##### TEXTE À LIRE
Bien souvent quand on commence à visionner un grand nombre de films, on se met à avoir des attentes. On est peut être déçu, mais parfois… on est agréablement surpris par un film qui ne partait pourtant pas favori. Et à Cannes, c’est pareil. On y regarde chaque jour plusieurs films venant du monde entier, réalisés par des cinéastes en herbe ou confirmés. Alors, entre mes a priori négatifs et mes révélations, laissez-moi vous parler de quelques films qui valent la peine d’être découvert.
##########
CONSIGNES:
1. Traduisez en anglais la phrase suivante du texte à lire : « On y regarde chaque jour plusieurs films venant du monde entier, réalisés par des cinéastes en herbe ou confirmés. »
2. Répondez brièvement aux questions suivantes sur le texte à lire.
(a) Que se met-on à avoir quand on commence à visionner un grand nombre de films ?
(b) Comment peut-on se sentir face à un film qui ne partait pas favori ?
(c) D'où viennent les films que l'on regarde chaque jour à Cannes ?
3. Relevez, dans l'ordre, chaque déterminant ou expression de quantité placé devant le mot « film » ou « films » dans le texte à lire.
##### LIGNES
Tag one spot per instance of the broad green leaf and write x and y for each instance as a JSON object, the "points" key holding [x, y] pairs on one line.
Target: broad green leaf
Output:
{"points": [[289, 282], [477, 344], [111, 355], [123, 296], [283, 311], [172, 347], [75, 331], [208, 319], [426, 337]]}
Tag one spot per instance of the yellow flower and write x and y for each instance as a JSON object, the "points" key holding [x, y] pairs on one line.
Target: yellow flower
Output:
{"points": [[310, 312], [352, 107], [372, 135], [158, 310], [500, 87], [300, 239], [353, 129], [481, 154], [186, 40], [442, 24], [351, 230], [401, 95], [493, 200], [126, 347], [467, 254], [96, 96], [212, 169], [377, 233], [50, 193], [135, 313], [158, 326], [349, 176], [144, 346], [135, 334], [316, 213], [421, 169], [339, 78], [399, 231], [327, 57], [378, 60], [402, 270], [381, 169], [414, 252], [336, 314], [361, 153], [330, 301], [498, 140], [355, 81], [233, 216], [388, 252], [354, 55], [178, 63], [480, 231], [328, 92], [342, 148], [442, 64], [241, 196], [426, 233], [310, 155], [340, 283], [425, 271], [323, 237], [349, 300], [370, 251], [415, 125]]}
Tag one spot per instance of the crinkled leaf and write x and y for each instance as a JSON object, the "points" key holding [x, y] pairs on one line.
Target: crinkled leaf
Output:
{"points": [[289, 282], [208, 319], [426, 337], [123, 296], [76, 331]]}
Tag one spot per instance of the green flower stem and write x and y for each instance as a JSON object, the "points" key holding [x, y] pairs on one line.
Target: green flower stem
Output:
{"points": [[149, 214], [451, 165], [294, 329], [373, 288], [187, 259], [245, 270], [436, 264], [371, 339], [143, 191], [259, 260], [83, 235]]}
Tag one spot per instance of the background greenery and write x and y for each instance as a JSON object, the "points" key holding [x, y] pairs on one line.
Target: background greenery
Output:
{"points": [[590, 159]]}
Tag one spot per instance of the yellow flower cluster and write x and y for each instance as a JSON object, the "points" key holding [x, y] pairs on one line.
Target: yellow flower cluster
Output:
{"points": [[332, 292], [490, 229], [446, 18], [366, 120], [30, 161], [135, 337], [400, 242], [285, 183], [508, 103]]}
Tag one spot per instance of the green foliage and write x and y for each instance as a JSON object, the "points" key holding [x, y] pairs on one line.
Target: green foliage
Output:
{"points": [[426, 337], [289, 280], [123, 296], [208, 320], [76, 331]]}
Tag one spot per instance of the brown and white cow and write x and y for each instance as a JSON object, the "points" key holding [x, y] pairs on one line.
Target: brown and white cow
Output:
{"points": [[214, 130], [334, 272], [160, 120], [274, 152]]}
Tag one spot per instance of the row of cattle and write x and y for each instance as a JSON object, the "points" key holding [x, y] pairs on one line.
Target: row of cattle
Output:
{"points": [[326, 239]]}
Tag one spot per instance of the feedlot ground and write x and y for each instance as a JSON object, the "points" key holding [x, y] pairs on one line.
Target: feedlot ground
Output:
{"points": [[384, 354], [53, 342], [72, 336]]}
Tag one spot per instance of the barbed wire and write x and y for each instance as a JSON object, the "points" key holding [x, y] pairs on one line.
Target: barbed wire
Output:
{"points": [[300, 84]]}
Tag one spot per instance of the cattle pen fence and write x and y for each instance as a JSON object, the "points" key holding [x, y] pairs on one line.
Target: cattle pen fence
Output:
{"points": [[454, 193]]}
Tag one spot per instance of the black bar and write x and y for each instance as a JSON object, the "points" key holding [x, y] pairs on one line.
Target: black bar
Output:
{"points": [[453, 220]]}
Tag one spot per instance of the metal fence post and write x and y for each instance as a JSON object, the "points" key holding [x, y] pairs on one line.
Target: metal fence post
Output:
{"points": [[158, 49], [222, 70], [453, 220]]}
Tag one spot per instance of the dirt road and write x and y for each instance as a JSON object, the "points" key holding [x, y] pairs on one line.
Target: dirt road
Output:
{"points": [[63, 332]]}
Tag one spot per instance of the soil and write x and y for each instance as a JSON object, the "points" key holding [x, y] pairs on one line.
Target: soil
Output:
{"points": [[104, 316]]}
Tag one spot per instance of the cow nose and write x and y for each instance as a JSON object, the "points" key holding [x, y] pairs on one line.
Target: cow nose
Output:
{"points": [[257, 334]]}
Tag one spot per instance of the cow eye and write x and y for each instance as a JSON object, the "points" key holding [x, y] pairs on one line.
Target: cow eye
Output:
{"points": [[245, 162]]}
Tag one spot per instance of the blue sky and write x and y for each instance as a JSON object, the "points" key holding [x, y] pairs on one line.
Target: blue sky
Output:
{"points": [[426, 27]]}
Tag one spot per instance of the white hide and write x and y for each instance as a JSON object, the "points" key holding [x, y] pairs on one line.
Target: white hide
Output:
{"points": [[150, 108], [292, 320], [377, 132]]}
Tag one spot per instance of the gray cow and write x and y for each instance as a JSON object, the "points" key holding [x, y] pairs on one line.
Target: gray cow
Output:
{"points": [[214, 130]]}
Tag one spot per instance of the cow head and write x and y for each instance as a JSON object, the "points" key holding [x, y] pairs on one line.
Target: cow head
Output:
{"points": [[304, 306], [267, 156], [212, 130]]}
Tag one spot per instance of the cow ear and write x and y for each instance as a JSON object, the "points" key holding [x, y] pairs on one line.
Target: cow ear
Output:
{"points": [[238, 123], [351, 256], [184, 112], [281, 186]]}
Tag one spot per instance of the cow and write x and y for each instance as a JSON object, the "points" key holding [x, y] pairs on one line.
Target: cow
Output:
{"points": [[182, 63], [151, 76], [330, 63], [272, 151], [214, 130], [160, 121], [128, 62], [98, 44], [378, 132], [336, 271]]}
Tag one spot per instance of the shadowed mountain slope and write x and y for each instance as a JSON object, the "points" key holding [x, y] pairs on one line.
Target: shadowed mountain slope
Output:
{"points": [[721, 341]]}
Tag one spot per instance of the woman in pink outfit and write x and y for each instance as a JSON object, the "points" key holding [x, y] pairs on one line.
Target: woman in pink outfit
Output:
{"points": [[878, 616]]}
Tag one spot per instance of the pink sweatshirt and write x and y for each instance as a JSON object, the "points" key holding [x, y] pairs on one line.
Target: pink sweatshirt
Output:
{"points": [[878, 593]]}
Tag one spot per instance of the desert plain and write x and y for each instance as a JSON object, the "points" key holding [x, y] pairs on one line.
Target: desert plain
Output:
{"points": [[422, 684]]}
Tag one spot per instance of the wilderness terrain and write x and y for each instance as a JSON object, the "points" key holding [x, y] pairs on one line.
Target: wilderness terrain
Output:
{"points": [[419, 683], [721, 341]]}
##########
RÉPONSES PAR CONSIGNE:
1. Every day, people there watch several films from all over the world, made by budding or established filmmakers.

2.
(a) Des attentes.
(b) Agréablement surpris.
(c) Du monde entier.

3.
un grand nombre de
un
plusieurs
quelques